▶ The problem
Each entry must appear again exactly as it does in the source.

▶ Provided data
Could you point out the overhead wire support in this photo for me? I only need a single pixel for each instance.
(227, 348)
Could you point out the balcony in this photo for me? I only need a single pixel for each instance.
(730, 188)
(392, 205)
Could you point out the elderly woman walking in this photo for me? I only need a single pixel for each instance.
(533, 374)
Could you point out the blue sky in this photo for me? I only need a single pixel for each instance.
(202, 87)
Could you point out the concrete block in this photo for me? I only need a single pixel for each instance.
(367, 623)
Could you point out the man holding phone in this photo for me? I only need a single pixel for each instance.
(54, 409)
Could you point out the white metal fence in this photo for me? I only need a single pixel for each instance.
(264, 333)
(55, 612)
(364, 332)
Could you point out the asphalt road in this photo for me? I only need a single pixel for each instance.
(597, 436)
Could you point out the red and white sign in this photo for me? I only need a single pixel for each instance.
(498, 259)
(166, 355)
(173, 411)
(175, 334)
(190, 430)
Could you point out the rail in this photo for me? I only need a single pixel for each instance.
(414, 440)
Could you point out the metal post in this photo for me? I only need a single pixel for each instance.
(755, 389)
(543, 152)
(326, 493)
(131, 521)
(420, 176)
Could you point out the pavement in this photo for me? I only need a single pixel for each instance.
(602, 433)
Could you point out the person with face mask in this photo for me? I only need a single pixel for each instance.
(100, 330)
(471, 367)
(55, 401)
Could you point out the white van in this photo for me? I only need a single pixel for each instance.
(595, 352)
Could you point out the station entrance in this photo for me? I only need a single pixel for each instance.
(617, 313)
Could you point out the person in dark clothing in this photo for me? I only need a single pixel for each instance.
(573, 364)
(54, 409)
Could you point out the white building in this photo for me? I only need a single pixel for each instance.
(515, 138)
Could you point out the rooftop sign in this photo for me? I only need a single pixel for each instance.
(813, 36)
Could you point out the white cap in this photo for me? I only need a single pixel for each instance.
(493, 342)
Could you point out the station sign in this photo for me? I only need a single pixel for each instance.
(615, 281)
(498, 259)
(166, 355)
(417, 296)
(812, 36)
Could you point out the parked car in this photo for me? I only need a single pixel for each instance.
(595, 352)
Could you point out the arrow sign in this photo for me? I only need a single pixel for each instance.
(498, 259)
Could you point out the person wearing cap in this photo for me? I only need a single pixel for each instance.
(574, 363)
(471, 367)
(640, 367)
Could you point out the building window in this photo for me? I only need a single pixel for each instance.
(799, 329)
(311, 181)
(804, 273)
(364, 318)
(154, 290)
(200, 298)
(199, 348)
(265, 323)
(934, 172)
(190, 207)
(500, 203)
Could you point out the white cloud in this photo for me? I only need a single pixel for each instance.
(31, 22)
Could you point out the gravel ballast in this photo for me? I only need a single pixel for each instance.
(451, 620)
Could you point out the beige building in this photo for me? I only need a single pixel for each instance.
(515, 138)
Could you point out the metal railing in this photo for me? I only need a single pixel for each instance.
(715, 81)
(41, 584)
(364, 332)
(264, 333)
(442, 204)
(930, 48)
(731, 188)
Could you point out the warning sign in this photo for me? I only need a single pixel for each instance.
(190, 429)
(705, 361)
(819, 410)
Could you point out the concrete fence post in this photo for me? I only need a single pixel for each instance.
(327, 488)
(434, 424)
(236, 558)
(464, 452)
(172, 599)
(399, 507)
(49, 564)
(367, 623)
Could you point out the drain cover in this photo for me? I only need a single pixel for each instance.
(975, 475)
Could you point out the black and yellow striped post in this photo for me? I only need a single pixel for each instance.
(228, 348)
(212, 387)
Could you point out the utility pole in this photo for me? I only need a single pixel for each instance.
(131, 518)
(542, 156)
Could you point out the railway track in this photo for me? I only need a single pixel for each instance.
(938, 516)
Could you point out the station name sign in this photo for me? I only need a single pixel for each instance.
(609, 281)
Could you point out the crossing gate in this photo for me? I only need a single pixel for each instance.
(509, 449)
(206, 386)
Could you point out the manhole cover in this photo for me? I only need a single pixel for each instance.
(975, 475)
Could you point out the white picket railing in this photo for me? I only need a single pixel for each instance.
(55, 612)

▶ Response to the exercise
Could you point out the overhead wire support in this photo for me? I only need a single pixel for each instance.
(227, 348)
Could you point out the balcony in this photo for me? I only need a single pixel for each instance.
(730, 188)
(392, 205)
Could you point out the elderly woman walking in this photo for me? I only need a single pixel for each instance.
(533, 374)
Could you point out the blue sky in this photo for me? I only need a single pixel for each instance.
(202, 87)
Could you point out the concrete block in this photo for me? I only need a single pixel for each instance.
(367, 623)
Could you point out the man holding phone in this photo for me? I only need a single pixel for each instance.
(54, 409)
Could you point out the white metal fence in this photo for me? I only need a single pixel for each instance.
(264, 333)
(55, 612)
(364, 332)
Could you point out the asphalt road in this photo for me? I only need a single pixel for each instance.
(597, 436)
Could you point out the red and white sign in this photo for me? I only need a single pixel for each instance.
(498, 259)
(166, 355)
(173, 411)
(175, 334)
(190, 430)
Could you point out the rail in this photo for me? I only need a single pixel for each instance.
(414, 440)
Could you point out the metal post in this photo for me? I only need a single pixel for each instance.
(755, 389)
(543, 152)
(326, 493)
(131, 521)
(420, 176)
Could you point out the pavement in this photo for me? I only need a single pixel for each instance.
(602, 433)
Could you point out the person with face mask in this photo for me? I only need a single pixel for each instance.
(100, 330)
(471, 367)
(55, 401)
Could you point out the white van in this photo for me? I only need a single pixel for each instance.
(595, 352)
Could you point out the station entrance in this photo for me? I only need a single pixel for each instance.
(617, 313)
Could you point out the person in dark clothing in this photo for me? I only need a single pixel for each instance.
(573, 364)
(54, 409)
Could you point out the white building in this photo for me? I only need a single pixel for each instance.
(515, 138)
Could you point out the rooftop sign in this photo for me? I only need a single pixel for each instance.
(813, 36)
Could you point out the white cap in this photo for me? I only need a single pixel for each instance.
(493, 342)
Could you point out the station sign in this photo for me? I only need a single pixel for each instance.
(615, 281)
(498, 259)
(166, 355)
(417, 296)
(812, 36)
Could you point out the parked car in this photo for me? I only need a single pixel for each instance.
(595, 352)
Could you point out the arrow sign in this photo for me? I only need a single pixel for each instance.
(498, 259)
Could you point out the person wearing cap in this photo for me? I only need a single pixel for each instance.
(574, 363)
(471, 367)
(640, 367)
Could you point out the building window in this photo for me? I only need a single pixel for each instance.
(799, 329)
(311, 181)
(804, 273)
(364, 318)
(154, 290)
(200, 298)
(199, 348)
(265, 323)
(934, 172)
(190, 207)
(500, 203)
Could you point out the white cloud in this photo for me? I only need a single pixel for each instance.
(31, 22)
Could you point out the gravel ballast in this photo for me? I only need a single pixel for each instance.
(451, 620)
Could you point out the beige building in this photo for me? I only need a single pixel for each instance.
(515, 138)
Could you point out the metal railing in this photo for me? I only need a single pixel for each instance.
(715, 81)
(41, 584)
(364, 332)
(264, 333)
(442, 204)
(930, 48)
(731, 188)
Could you point out the warning sign in this photo for me? I only need a single pixel for each instance.
(190, 429)
(705, 361)
(819, 410)
Could you point out the concrete fence post in this photo for me? I only need a single pixel for each instance.
(327, 488)
(434, 424)
(236, 558)
(464, 452)
(172, 599)
(399, 507)
(49, 564)
(367, 623)
Could you point out the drain cover in this photo for me? I only need a single pixel for each instance.
(975, 475)
Could you point out the black and yellow striped post in this photo for me? I only need a single pixel for each instance.
(228, 348)
(212, 387)
Could you point out the utility pole in this photo for me? I only need a single pixel for each instance.
(131, 518)
(542, 156)
Could you point out the railway track in this photo for me? I only need a single pixel for each instance.
(938, 516)
Could you point out the station name sign in this photo for me? I only need a single pixel for each instance.
(609, 281)
Could you point out the crossing gate in this photo for me? I only need a single pixel for each instance.
(509, 449)
(206, 386)
Could you point out the manhole cover in this photo for me? I only need a single pixel for each instance.
(975, 475)
Could you point out the white picket railing in this photo for me? I only need a single pixel for each instance.
(55, 612)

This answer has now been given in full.